> _Aim of the task_
Copy out the lines starting at the one containing "Segment every instance of the duck's" and ending at the one containing "218 86 L 216", without changing anything in them.

Data entries start

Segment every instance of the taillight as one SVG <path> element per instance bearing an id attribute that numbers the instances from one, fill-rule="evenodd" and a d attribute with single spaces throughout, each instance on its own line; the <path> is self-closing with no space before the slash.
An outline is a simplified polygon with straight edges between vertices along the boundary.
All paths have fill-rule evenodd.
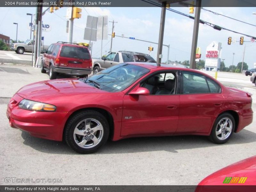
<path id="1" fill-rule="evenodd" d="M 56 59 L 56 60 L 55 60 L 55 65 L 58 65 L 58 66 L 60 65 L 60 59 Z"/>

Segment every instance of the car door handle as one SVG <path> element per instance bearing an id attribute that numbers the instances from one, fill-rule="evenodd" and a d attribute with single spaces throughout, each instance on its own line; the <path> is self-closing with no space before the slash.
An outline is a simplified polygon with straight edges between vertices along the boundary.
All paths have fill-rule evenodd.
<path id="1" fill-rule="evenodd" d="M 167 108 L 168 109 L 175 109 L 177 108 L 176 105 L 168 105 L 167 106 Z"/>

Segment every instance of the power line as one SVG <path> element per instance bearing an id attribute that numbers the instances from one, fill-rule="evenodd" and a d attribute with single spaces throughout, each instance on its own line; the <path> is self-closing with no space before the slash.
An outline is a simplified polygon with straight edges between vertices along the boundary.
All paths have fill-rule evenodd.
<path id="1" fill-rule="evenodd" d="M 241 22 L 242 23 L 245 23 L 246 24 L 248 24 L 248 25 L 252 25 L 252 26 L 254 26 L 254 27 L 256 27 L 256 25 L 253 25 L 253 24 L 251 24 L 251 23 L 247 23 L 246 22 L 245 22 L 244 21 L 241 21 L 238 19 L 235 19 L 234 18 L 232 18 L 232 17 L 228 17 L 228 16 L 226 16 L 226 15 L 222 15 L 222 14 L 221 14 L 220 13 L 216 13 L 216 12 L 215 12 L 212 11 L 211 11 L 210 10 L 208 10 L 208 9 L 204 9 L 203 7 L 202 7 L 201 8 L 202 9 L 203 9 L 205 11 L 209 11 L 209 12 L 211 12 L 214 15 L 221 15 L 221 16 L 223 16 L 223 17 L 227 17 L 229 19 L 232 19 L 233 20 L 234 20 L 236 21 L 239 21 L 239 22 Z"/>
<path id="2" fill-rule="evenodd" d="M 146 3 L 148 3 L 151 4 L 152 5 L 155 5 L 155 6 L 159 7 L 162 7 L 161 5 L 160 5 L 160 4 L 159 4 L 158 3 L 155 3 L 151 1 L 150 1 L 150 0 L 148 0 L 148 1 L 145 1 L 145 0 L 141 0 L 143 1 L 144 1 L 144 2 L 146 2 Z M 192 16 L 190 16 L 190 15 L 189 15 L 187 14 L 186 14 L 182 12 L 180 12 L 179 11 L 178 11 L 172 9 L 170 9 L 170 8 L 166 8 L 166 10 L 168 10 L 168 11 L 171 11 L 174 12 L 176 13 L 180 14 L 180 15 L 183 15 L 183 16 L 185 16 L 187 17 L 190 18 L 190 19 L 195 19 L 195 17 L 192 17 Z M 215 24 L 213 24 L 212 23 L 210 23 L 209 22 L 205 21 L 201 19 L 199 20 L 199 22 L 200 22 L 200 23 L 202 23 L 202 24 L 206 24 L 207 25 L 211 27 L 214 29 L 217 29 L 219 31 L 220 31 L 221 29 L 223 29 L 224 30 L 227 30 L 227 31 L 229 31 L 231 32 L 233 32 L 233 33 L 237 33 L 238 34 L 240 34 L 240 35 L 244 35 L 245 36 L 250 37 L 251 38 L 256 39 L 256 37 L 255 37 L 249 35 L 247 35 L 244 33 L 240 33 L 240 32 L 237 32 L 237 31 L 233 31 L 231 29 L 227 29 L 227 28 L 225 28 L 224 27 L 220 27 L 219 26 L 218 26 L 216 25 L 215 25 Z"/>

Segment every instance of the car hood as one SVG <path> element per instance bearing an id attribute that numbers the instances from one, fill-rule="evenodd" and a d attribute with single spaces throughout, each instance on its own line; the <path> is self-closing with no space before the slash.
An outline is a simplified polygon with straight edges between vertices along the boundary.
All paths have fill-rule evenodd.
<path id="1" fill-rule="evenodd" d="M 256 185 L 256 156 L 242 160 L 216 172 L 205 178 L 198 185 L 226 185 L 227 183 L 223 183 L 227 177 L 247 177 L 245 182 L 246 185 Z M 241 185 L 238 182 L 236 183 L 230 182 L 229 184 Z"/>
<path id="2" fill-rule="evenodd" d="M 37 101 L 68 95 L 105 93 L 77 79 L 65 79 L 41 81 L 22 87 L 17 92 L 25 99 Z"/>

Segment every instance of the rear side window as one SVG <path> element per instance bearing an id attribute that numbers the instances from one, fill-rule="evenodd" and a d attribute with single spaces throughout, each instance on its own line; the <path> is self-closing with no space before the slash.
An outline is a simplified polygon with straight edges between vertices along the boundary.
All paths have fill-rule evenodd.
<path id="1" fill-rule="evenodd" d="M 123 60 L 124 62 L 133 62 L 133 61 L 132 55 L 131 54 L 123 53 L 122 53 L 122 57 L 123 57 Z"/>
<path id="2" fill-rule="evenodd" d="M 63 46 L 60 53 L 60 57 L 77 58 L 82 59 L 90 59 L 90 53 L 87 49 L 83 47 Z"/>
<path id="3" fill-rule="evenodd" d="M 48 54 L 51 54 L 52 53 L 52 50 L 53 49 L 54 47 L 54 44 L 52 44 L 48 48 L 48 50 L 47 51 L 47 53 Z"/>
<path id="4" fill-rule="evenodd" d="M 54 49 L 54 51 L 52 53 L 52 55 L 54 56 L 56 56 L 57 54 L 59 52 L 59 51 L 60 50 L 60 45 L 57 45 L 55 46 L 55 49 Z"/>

Data entries end
Data entries start

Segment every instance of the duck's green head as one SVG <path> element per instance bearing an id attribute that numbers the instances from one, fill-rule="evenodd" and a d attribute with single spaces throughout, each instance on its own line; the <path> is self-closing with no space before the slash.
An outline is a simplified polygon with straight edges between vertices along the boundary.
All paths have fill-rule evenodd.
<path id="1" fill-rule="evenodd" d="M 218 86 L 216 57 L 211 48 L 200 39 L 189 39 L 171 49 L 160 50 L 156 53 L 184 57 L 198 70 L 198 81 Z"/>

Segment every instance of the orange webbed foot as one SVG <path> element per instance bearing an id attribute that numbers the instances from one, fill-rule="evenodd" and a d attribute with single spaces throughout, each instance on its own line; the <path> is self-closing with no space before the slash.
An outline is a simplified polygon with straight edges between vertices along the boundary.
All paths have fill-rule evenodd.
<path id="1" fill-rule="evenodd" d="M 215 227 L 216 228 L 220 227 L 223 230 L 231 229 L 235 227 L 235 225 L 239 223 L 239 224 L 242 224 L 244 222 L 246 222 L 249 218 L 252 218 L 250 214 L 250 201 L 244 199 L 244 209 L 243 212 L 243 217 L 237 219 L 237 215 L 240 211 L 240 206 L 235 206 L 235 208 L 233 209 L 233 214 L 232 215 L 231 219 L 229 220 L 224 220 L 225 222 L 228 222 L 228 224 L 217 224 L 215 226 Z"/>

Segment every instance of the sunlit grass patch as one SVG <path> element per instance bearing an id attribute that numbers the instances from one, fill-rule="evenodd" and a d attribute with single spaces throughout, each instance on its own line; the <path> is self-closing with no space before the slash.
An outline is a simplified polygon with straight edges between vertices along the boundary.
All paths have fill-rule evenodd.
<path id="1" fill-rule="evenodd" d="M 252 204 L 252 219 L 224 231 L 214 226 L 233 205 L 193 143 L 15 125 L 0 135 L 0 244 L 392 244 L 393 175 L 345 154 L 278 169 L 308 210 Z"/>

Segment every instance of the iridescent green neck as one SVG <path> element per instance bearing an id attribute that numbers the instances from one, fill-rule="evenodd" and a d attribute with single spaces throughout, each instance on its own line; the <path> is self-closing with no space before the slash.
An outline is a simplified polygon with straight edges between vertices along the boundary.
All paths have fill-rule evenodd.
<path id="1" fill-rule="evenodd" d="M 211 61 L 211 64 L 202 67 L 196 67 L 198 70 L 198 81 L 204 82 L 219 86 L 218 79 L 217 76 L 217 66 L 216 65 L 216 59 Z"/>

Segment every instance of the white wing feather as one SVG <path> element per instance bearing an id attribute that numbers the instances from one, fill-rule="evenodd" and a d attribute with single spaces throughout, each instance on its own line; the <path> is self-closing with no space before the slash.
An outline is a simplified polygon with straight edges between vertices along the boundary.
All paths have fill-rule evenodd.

Data entries end
Data entries start

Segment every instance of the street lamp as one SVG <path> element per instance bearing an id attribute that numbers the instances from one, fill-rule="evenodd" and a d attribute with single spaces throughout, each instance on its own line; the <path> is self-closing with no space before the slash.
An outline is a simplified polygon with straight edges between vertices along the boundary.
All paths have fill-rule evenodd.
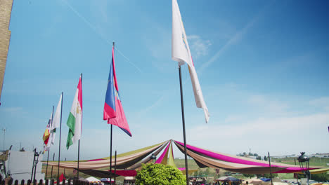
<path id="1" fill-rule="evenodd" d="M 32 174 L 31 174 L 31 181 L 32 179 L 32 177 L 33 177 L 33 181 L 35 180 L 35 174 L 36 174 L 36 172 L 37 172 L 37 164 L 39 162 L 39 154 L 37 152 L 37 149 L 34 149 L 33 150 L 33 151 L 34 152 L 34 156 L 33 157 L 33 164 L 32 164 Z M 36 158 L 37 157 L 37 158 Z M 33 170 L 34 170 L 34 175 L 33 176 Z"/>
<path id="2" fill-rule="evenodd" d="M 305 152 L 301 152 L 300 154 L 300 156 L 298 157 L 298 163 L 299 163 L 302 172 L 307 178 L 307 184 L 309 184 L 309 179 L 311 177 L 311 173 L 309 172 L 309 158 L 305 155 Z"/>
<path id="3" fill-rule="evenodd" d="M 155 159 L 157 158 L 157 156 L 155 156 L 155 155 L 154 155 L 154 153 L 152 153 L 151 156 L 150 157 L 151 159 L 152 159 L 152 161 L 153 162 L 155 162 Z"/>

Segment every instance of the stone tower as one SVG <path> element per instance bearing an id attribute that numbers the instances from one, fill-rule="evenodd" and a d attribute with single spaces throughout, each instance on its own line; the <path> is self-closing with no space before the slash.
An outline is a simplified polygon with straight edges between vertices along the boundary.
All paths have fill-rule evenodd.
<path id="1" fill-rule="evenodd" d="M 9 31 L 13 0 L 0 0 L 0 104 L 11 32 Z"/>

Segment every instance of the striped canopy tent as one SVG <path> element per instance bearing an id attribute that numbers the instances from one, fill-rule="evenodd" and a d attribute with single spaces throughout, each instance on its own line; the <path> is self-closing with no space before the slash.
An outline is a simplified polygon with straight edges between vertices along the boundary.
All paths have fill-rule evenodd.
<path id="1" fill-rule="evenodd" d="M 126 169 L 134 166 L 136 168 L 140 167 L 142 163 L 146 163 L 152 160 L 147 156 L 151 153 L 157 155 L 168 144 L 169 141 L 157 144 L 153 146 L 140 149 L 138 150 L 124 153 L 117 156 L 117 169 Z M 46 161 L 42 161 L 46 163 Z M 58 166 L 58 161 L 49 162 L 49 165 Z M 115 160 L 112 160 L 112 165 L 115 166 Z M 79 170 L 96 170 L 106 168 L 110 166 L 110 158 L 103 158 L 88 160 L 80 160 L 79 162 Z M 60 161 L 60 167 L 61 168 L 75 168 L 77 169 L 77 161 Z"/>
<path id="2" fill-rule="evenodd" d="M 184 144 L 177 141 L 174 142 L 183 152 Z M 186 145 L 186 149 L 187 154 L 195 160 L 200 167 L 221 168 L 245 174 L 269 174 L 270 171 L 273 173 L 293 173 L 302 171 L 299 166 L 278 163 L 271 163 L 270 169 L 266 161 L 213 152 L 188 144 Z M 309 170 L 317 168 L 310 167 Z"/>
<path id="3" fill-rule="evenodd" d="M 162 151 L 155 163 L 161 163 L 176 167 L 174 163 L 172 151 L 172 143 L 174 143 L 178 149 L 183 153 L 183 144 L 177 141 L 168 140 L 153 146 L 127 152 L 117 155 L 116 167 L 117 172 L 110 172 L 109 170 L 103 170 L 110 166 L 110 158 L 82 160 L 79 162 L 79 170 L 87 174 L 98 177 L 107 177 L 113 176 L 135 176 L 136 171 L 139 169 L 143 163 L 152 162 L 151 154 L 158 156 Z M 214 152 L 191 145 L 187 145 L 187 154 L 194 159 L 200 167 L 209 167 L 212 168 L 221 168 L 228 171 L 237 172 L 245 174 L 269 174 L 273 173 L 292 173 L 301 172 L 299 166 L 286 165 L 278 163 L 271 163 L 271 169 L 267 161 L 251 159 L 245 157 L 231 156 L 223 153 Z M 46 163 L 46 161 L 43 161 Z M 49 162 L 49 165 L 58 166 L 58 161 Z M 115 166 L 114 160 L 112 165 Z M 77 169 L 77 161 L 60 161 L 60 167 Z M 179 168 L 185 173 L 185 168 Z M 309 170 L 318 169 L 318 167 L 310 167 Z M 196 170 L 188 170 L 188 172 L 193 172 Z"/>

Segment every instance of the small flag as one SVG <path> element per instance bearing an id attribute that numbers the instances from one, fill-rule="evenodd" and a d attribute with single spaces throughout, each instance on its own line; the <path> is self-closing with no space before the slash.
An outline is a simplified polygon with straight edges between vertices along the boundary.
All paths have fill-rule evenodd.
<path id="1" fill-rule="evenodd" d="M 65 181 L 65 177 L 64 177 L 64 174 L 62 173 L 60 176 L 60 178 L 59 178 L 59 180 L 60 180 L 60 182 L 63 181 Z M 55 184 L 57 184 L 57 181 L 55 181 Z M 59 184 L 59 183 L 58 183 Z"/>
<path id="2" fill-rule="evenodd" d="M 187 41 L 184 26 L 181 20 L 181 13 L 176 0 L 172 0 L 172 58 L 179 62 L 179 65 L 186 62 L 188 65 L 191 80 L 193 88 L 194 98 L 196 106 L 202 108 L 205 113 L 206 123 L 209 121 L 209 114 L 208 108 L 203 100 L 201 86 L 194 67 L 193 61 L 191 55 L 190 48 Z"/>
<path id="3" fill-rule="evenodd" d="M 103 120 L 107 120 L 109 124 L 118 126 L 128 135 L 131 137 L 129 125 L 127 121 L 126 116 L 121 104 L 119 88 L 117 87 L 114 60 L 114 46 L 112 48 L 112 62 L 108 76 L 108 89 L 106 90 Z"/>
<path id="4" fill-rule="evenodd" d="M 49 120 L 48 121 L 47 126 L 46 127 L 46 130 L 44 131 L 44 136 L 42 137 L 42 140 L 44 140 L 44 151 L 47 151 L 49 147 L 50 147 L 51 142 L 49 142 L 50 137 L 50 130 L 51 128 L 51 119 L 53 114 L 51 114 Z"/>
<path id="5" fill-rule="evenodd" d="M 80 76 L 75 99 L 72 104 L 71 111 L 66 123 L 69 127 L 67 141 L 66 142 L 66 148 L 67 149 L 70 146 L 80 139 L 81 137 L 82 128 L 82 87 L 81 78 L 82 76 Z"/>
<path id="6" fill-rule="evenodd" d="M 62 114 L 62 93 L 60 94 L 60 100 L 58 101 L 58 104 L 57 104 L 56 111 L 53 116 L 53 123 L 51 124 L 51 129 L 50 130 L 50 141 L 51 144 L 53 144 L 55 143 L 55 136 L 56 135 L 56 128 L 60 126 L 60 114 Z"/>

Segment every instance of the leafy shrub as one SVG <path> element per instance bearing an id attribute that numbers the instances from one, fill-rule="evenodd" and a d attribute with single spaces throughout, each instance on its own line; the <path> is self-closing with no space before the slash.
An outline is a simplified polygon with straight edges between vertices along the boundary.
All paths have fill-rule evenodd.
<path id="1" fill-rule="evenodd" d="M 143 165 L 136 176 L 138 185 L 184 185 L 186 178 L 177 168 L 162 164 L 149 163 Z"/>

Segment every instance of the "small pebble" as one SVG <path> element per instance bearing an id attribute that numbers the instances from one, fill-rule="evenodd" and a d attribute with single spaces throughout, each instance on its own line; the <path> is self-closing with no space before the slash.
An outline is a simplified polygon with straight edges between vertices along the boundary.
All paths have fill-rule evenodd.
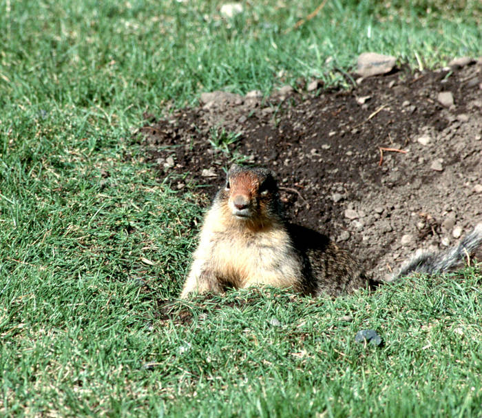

Data entries end

> _Correct result_
Segment every instance of the duck's green head as one SVG <path> element per instance bearing an id attribute that numbers the instances from one, fill-rule="evenodd" and a d attribute with single spaces throughout, each instance on its own line; the <path> is self-closing with no space before the slash.
An outline is a simplified polygon with straight edges between vertices along the boundary.
All paths have fill-rule evenodd.
<path id="1" fill-rule="evenodd" d="M 218 86 L 216 57 L 211 48 L 200 39 L 189 39 L 171 49 L 160 50 L 156 53 L 184 57 L 198 70 L 198 81 Z"/>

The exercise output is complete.